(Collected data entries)
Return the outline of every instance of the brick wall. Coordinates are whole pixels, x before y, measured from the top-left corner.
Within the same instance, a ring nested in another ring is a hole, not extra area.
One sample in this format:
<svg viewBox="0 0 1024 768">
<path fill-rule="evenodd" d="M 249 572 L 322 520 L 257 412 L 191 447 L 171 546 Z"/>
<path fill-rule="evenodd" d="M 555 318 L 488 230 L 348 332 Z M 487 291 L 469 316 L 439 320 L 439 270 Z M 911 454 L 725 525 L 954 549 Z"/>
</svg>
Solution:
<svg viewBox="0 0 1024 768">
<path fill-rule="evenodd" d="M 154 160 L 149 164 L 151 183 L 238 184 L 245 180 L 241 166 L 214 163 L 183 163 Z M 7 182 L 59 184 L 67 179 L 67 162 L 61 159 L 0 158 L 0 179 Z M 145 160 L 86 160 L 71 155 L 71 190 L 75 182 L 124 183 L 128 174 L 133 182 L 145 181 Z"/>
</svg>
--
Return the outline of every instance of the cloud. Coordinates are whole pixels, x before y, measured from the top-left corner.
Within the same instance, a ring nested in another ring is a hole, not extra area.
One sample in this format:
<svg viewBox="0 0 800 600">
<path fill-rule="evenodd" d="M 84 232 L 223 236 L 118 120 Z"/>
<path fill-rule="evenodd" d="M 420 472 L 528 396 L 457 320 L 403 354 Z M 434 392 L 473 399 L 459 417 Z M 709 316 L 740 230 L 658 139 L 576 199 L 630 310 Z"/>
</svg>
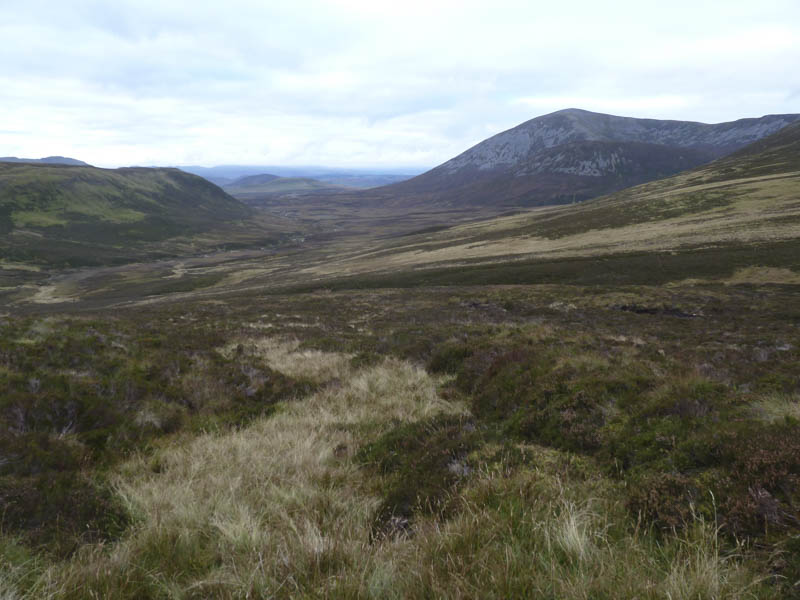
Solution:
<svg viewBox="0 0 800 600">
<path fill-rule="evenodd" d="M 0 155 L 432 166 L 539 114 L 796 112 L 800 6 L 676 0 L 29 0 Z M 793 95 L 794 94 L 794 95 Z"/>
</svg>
...
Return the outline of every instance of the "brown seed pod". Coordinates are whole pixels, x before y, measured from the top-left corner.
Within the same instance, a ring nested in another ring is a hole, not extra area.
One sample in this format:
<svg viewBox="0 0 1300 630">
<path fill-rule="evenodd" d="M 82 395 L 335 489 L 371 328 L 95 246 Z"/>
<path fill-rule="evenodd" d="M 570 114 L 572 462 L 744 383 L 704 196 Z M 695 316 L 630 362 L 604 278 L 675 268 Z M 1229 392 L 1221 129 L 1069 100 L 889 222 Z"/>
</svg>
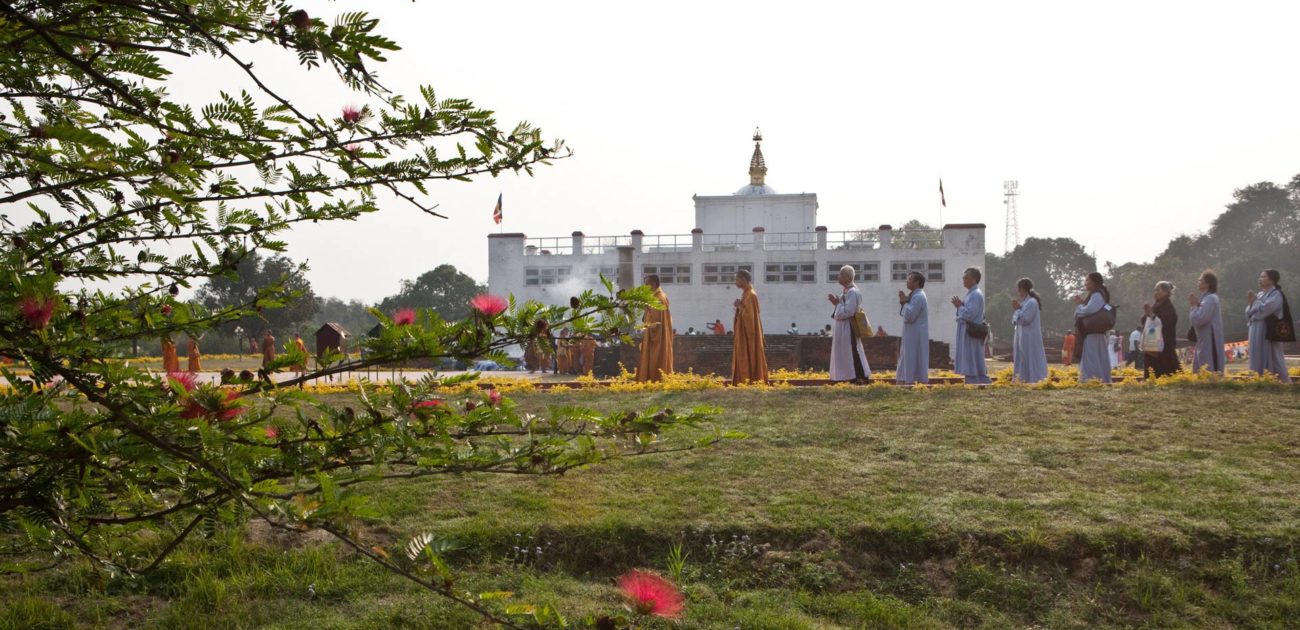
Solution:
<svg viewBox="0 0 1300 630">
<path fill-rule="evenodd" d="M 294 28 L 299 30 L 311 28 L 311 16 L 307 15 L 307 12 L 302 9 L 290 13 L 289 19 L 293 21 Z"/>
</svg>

_WHAT IS EXPECTED_
Return each line from the entries above that includes "measured".

_ANSWER BOX_
Return the outline of every instance of the brick wall. Coordinates are whole pixels, x before y, measured from the top-left corner.
Return the outline of every instance of the cloud. Coordinates are whole pixels, x before y, measured from the top-left corner.
Return the outline of every instance of the "brown seed pod". Coordinates are whole pixels, x before y, measured from the top-left corner.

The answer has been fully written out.